What this exercise asks -
**A.** Answer these questions using the post on forgiveness:
(i) What name does the writer give to holding on to the past?
(ii) What words does the post say Jesus cried while hanging on the cross?
(iii) When we let our past become our present, what else can it become?
**B.** From the post on forgiveness, copy out the part that begins with the words containing "Friday, January 28, 2011" and ends with "words. Forward-thinking words.".

Document text -
= = = =

Friday, January 28, 2011

"Backward living," I call it. Holding on to our past with emotional super-glue that keeps us bound to bitterness. Living in a mental prison confined by steel bars of hostility. If you've allowed yourself to dwell on ways you've been hurt, maybe it's time you unlock the shackles and set yourself free. Maybe it's time to follow Jesus' example: "Father, forgive them for they know not what they do." Words our Savior cried as He struggled to breathe while hanging on the cross. Important words. Life-changing words. Forward-thinking words.

Great concept ... just not the way we're wired, we tell ourselves. Or we cavalierly dismiss our defense with thoughts like, "Yeah, well that was Jesus. Forgiveness was no big deal to Him," or "Jesus didn't have the inconsiderate co-worker I have," or "Jesus had great parents; mine are straight from the loony bin." Whatever our rationale, whatever it is we choose to cling to, we permit our past to become our present. And when that happens, it also can become our future.

= = = =

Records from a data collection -
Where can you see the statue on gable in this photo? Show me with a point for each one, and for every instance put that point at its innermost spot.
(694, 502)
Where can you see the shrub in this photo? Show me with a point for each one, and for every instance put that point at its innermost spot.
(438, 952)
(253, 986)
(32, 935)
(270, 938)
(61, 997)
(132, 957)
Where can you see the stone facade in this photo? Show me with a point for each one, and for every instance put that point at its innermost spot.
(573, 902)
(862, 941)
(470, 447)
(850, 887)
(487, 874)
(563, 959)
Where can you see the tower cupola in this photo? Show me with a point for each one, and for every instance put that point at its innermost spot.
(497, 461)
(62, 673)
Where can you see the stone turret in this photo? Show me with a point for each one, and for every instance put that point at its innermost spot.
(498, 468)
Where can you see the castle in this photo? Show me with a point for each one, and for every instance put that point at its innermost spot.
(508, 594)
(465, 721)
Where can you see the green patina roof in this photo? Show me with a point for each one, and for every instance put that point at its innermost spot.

= = = =

Solved problems -
**A.**
(i) "Backward living."
(ii) "Father, forgive them for they know not what they do."
(iii) Our future.

**B.**
Friday, January 28, 2011

"Backward living," I call it. Holding on to our past with emotional super-glue that keeps us bound to bitterness. Living in a mental prison confined by steel bars of hostility. If you've allowed yourself to dwell on ways you've been hurt, maybe it's time you unlock the shackles and set yourself free. Maybe it's time to follow Jesus' example: "Father, forgive them for they know not what they do." Words our Savior cried as He struggled to breathe while hanging on the cross. Important words. Life-changing words. Forward-thinking words.